### Reading text
• • • • •

Whether or not a club exists as a distinct and separate body will depend on the facts. In this respect Valuation Officers should refer to the relevant constitution, its rules, and the degree of control exercised over its activities by the church organisation - see Liverpool Roman Catholic Archdiocesan Trustees Incorporated v Mackay (VO) 1988 RA 90. Where control is tenuous or the club is a branch of a national organisation and its activities are not directly connected with a particular church the club should be treated as an independent body and will not qualify for exemption.
The considerations mentioned in the preceding paragraph will apply to the rateability of premises associated with churches and used as youth clubs. It is emphasised that the youth activities must be in connection with and for the purposes of the organisation responsible for public religious worship at a particular church and in order to identify such purposes it will be necessary to examine the relevant constitution and structure of the church organisation.
For example, in view of the constitution and duties of the Methodist Youth Councils and Committees, a youth centre run by a local Methodist church may be exempt on the basis of the West London Methodist decision [see 6.2 above] despite the fact that the club provides facilities for all the youth in the district without regard to their religion. It is also necessary that the organisation responsible for the religious worship in the church shall also be responsible for the youth club. Thus for example effective control of the club, albeit by way of committee, must rest in the hands of the priest, minister, parochial church council or whatever is the equivalent for the particular religious organisation concerned.
A hereditament occupied by the Boy Scouts Association or similar organisations (Girl Guides, Boys Brigade etc, hereinafter referred to as ‘the Group’) will normally be rateable. However, in the following limited circumstances exemption may be appropriate:
i) The hereditament must be in the nature of a church hall or similar building;
ii) The Group must be sponsored by the organisation responsible for the conduct of public religious worship in that place, to which it is affiliated;
iii) The Group’s members must be predominantly, if not wholly drawn from the congregation of the sponsor organisation responsible for the conduct of public religious worship in that place;
iv) The activities of the Group must form part of “the purposes of the organisation responsible for the conduct of public religious worship". Furthermore, the availability of the hereditament for use by persons other than the Group for activities relating to the parish and congregation would be relevant in this respect.
If all these conditions are met exemption may be conceded - see Hall (VO) v Boy Scouts Association 1968 RA 120.
In the Ninth Church of Christ Scientist v Westminster City Council and Cane (VO) 1958 LT 51 R&IT 175, it was held that a Christian Science reading room which comprised a single hereditament was exempt as being a "similar building" to a church hall. By its constitution each Christian Science church is required to have reading room facilities. The Lands Tribunal found that these facilities comprised an activity of a religious character required by church members and also offered a place largely used for missionary activities in connection with the church.
Whilst the exemption may apply to premises used as reading rooms it is doubted whether premises used as retail shops would fall within the provision.

• • • • •

### Written problem a
In the text on rating exemptions, what must a hereditament occupied by a Scout or similar group be in the nature of to qualify for exemption?

(Data records)

• • • • •

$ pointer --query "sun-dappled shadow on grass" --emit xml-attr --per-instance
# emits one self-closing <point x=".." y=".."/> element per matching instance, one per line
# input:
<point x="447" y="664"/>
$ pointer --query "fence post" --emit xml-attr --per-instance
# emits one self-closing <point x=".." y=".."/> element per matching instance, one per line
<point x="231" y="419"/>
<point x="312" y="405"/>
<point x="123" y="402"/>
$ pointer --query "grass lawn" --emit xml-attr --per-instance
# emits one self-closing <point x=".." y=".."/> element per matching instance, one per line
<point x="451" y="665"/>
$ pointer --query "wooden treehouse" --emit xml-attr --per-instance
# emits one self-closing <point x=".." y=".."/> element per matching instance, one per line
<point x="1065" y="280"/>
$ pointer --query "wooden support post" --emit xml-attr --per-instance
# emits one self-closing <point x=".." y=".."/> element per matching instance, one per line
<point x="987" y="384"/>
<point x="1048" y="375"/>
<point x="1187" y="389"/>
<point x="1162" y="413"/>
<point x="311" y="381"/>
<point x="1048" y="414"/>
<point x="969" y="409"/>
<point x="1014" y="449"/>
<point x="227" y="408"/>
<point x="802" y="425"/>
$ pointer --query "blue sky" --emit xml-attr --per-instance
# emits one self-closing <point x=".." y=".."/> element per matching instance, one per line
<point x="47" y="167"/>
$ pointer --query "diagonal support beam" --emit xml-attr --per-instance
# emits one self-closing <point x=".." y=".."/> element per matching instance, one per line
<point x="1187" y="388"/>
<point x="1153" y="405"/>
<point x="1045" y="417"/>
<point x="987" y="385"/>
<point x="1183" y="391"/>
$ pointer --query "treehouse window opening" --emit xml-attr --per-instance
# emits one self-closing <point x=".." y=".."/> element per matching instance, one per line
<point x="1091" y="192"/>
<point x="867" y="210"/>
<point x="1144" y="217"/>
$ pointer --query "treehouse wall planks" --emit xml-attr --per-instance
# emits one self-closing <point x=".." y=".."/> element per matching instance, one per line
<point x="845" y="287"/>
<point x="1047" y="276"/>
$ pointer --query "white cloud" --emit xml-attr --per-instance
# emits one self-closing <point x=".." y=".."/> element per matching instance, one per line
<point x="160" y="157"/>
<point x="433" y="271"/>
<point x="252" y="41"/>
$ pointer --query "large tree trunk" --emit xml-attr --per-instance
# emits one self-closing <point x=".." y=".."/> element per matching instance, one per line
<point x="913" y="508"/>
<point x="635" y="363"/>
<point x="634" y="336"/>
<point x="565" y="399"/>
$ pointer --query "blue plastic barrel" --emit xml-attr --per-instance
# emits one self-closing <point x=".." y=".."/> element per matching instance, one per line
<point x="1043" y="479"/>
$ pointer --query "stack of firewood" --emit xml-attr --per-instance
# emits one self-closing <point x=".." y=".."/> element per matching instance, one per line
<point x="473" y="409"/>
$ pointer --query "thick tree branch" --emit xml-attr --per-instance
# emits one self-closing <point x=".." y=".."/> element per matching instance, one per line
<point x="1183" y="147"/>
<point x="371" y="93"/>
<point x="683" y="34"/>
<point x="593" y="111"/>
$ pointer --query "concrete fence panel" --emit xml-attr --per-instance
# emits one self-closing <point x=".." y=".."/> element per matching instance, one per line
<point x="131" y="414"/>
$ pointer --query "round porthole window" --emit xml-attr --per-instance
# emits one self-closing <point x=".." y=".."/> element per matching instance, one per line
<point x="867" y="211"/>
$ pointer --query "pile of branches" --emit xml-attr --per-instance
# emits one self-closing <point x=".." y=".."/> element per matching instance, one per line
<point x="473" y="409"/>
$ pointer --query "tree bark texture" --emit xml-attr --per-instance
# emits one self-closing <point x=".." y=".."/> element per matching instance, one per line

• • • • •

### Written problem b
Count the lines in the rows that contain the word "window", and give only that number.

### Complete response a
A church hall or similar building.

### Complete response b
2